* Records for position identification:
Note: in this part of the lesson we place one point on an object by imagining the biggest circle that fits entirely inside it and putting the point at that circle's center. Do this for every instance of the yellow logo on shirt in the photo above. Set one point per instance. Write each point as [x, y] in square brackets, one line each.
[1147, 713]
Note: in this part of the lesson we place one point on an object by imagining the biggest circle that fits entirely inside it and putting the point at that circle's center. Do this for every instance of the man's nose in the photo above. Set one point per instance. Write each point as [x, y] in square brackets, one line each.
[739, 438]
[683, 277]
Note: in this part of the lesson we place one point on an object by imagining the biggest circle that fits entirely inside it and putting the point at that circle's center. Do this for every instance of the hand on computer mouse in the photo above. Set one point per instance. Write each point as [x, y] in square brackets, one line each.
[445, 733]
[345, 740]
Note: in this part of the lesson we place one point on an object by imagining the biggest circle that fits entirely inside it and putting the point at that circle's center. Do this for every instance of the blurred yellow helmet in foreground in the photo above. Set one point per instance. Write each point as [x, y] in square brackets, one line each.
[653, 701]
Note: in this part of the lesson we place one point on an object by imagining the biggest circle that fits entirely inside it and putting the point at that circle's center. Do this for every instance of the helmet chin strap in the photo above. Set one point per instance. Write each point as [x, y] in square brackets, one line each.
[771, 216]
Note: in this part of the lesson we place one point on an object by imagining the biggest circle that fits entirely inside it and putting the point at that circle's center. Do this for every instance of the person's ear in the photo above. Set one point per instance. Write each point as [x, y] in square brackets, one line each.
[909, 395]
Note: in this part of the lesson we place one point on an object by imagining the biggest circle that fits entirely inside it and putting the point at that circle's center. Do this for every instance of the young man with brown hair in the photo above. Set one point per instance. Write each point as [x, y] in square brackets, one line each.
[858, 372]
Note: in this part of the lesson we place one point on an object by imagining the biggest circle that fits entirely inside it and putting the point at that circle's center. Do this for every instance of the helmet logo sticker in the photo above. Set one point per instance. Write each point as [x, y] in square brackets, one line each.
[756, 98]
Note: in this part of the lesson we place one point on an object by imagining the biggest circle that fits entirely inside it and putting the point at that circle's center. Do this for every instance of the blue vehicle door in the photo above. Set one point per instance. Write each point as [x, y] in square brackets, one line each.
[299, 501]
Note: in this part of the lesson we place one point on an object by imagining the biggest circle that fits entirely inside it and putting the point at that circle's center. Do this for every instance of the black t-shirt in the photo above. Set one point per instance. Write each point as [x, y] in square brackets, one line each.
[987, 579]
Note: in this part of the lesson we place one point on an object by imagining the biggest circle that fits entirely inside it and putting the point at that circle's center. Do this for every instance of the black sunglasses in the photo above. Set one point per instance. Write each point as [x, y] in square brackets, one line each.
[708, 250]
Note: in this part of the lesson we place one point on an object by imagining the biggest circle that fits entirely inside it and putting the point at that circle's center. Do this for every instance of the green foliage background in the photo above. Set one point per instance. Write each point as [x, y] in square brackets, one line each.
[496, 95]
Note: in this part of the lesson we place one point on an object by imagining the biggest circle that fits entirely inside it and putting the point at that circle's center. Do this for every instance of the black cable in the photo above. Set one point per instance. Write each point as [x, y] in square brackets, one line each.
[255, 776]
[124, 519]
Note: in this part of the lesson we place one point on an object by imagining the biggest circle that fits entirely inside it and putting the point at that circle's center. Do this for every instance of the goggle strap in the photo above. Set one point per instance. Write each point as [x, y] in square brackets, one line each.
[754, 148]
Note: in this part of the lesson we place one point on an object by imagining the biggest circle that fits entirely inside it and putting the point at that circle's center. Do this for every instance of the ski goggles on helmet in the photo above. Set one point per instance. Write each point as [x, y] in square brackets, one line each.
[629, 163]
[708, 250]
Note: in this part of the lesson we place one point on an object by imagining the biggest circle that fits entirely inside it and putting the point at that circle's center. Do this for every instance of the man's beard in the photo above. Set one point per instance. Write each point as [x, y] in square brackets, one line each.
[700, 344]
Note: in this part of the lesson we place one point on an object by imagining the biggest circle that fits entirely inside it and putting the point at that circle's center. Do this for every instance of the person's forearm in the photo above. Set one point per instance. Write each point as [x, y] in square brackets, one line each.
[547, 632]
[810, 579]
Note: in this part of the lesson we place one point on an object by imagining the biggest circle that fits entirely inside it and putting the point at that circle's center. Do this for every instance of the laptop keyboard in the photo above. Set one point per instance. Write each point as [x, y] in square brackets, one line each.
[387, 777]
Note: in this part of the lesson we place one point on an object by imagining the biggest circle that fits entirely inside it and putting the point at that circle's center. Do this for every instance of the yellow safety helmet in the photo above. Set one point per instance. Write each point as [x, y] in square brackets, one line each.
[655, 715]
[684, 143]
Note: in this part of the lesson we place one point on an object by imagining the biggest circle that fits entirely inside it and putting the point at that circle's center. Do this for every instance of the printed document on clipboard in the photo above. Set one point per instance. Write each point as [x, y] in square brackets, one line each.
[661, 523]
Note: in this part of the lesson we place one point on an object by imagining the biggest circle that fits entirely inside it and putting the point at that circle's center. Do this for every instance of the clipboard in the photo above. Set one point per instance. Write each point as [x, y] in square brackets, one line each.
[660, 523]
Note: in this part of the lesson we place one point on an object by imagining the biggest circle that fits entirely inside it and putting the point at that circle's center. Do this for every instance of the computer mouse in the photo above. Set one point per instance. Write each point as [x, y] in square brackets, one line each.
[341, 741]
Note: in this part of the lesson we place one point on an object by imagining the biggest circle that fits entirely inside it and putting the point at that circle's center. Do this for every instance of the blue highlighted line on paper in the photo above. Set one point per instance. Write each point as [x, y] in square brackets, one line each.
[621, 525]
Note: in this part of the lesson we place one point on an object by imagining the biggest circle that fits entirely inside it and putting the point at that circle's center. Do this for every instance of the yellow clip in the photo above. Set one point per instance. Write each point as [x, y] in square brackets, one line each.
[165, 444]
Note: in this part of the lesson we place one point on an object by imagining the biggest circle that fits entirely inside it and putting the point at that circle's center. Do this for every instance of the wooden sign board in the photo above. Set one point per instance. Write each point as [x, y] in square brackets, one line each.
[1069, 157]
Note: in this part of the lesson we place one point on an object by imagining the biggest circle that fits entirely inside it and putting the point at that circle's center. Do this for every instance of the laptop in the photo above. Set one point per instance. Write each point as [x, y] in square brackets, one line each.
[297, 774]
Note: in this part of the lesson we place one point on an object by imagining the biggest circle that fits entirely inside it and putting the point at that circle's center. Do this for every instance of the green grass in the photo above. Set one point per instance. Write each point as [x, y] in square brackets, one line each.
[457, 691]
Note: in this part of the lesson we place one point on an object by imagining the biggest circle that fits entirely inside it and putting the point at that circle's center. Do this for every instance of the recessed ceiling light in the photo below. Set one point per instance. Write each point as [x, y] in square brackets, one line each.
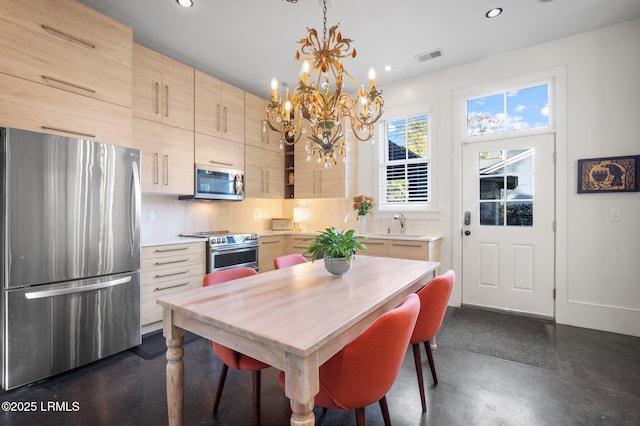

* Stated exercise: Return each line of the records above that contains the word "background", copied in full.

* Task response:
Note: in this part of the lesson we place one point on an object by imagining the biggest circle that fits entirely inside it and putting the point at that circle's center. Do this for every instance of the green foliage background in the photo above. Set one point per instance. Write each point as [x, y] in square brackets, one line each.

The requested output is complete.